Work order:
Please retype the records below exactly as they appear, leaving out every picture.

[Saved entries]
"""

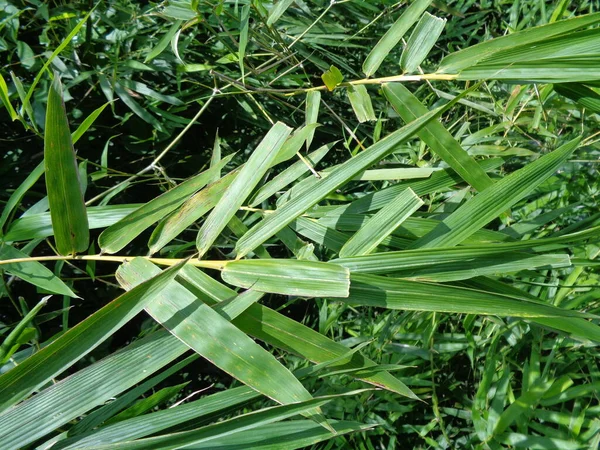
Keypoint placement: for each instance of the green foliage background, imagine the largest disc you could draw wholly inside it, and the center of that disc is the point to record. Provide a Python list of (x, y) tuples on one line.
[(488, 375)]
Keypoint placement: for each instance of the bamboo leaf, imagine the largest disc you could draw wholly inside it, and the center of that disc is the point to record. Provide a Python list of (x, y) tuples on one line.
[(5, 100), (128, 228), (361, 103), (288, 277), (382, 224), (282, 332), (33, 272), (391, 38), (437, 137), (384, 292), (216, 339), (37, 226), (277, 11), (421, 41), (78, 341), (164, 41), (56, 405), (69, 218), (344, 172), (489, 204), (332, 78), (457, 61), (311, 114), (237, 192)]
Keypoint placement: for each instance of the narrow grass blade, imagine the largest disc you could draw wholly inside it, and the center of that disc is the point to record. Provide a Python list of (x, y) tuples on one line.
[(69, 217), (164, 41), (439, 180), (5, 100), (311, 114), (581, 94), (489, 204), (282, 332), (455, 62), (12, 340), (361, 103), (344, 172), (87, 123), (384, 292), (57, 405), (215, 338), (245, 422), (190, 211), (288, 277), (437, 137), (391, 38), (289, 175), (421, 41), (247, 179), (382, 224), (277, 11), (37, 226), (287, 435), (243, 42), (155, 422), (78, 341), (33, 272), (128, 228)]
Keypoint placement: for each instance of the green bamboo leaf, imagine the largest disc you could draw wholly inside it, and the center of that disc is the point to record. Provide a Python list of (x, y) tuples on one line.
[(391, 38), (128, 228), (164, 41), (288, 277), (237, 192), (581, 94), (56, 406), (277, 10), (5, 100), (457, 61), (289, 175), (282, 332), (439, 180), (69, 218), (311, 114), (190, 211), (11, 343), (384, 292), (216, 339), (36, 226), (344, 172), (243, 42), (382, 224), (33, 272), (332, 77), (88, 122), (361, 103), (437, 137), (245, 422), (293, 144), (564, 58), (421, 41), (489, 204), (78, 341), (153, 423)]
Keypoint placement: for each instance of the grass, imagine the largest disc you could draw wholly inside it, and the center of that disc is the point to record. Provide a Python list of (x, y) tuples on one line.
[(282, 252)]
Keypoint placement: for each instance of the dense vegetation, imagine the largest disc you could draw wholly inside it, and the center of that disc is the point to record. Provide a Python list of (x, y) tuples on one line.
[(326, 224)]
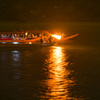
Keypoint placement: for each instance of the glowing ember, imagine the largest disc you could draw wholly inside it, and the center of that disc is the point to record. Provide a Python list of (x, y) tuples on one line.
[(57, 36)]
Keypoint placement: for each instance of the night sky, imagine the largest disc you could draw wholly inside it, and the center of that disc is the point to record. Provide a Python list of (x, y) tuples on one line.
[(49, 10)]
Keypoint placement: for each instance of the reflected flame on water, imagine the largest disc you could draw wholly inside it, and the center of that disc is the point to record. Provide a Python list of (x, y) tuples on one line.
[(57, 82)]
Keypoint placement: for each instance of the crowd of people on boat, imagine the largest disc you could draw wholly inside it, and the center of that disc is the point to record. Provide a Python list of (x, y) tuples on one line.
[(19, 36)]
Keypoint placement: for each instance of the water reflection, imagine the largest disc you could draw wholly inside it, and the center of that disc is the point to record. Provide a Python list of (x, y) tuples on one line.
[(57, 82), (16, 62)]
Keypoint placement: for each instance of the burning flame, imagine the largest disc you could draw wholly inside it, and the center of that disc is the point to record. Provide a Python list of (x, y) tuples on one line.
[(57, 36)]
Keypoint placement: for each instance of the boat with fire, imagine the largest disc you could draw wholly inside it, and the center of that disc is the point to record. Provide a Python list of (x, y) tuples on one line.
[(34, 36)]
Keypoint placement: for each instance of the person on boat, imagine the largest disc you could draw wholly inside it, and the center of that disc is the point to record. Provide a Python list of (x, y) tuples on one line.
[(50, 39)]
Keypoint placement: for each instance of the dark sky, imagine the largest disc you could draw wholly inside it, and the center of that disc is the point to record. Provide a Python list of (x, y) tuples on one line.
[(49, 10)]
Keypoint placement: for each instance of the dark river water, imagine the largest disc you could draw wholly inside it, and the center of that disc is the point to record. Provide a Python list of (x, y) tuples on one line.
[(67, 71), (62, 72)]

"""

Answer to the exercise:
Keypoint placement: for each instance of the green foliage background, imagine the largest disc you could draw wholly inside it, and the center of that disc is the point to record. Provide a Python list of (x, y) tuples on one line.
[(488, 375)]
Keypoint placement: for each instance of the bamboo leaf, imagine the largest disc you could draw wholly inside it, and the center of that disc is the point to record. Provide a Python list of (x, y) tuples on one line.
[(5, 100), (128, 228), (361, 103), (288, 277), (382, 224), (282, 332), (33, 272), (391, 38), (437, 137), (384, 292), (216, 339), (37, 226), (277, 11), (421, 41), (78, 341), (164, 41), (56, 405), (69, 218), (344, 172), (489, 204), (332, 78), (457, 61), (311, 114), (237, 192)]
Keypoint placement: for each instance of the narrow grass blade, imagine the largest disc you could draw wholly inside it, and the center of that disc is the point to record. Provide a Python list of (x, y) tuples on one line.
[(69, 217), (164, 41), (439, 180), (5, 100), (311, 114), (581, 94), (489, 204), (282, 332), (455, 62), (12, 340), (361, 103), (344, 172), (87, 123), (384, 292), (57, 405), (215, 338), (245, 422), (190, 211), (288, 277), (437, 137), (391, 38), (289, 175), (421, 41), (247, 179), (382, 224), (277, 11), (37, 226), (287, 435), (243, 42), (155, 422), (78, 341), (33, 272), (128, 228)]
Keypoint placement: for each instance of the green bamboo leaf, imagine the largest disc you could draw wholly inside it, and the center of that disc is the point to record. Provide a Python list of (x, y) tuples on one line.
[(391, 38), (128, 228), (164, 41), (288, 277), (237, 192), (581, 94), (56, 406), (277, 10), (5, 100), (457, 61), (289, 175), (282, 332), (439, 180), (69, 218), (311, 114), (190, 211), (11, 343), (384, 292), (216, 339), (36, 226), (344, 172), (243, 42), (382, 224), (33, 272), (332, 77), (88, 122), (361, 103), (437, 137), (245, 422), (293, 144), (564, 58), (421, 41), (489, 204), (78, 341), (153, 423)]
Keypoint placement: for each instance of the grass, imagine the largest disc you could draw wholly inside it, and the center of that disc is the point to record. Provide a Python list of (x, y) tuples on one line.
[(282, 252)]
Keypoint placement: for each instance of the dense vegetation, imagine the largest disc you could draw wholly inside it, and the center of that disc is the point to record. Provide a Python list of (x, y) tuples on one line.
[(326, 224)]
Keypoint placement: for each instance of the glowing ember, imagine the largest disc you could draw wholly inside it, and the center of that disc is the point to record. Provide a Python list of (x, y) tuples on one line.
[(57, 36)]
Keypoint placement: for each instance of the night sky, imagine the largest disc you could draw wholly inside it, and the center of that disc is the point to record. Provide a Python list of (x, y) tuples on one line.
[(49, 10)]
Keypoint placement: for each instance of the reflected flame on water, imagine the largest disc you could draw wholly inside it, and the center of that disc is the point to record. Provide a Python list of (x, y) tuples on one line.
[(57, 82)]
Keypoint placement: for each instance of the crowd of people on boat, imagine the largest disc you could draw wholly inside it, and the center of that disc is the point to record. Provide a Python list of (x, y) tuples on one line.
[(19, 36)]
Keypoint placement: for each instance of the water reflection, imagine the largest disc you could draw wholly inside it, and the center of that disc is the point to record. Provide a Python list of (x, y) tuples on one line.
[(57, 82), (16, 62)]
Keypoint placement: for each instance of the burning flame, imagine the largest disc you could draw wholly inside it, and the center of that disc is the point to record. Provide a Python list of (x, y) tuples on one line.
[(57, 36)]
Keypoint placement: for each instance of the boat with fire, imagine the largest disc you could draw wholly inside it, and the center of that disc is the point to record. Provide a Python list of (x, y) tuples on one line.
[(34, 36)]
Keypoint placement: for each instance of the person on boat, imagine the largest disc you could draw wholly inside it, and the center of that disc is the point to record. Provide a Python list of (x, y) tuples on one line.
[(50, 39)]
Keypoint placement: for each instance of the dark sky, imagine the largest disc you could draw wholly inside it, and the center of that disc is the point to record. Provide a Python list of (x, y) tuples on one line.
[(49, 10)]
Keypoint placement: for each instance of the dark river water, imagine the largest disc you could draw wholly inside it, and the center of that disc is the point to record. Provide a Python list of (x, y) tuples on one line.
[(67, 71), (62, 72)]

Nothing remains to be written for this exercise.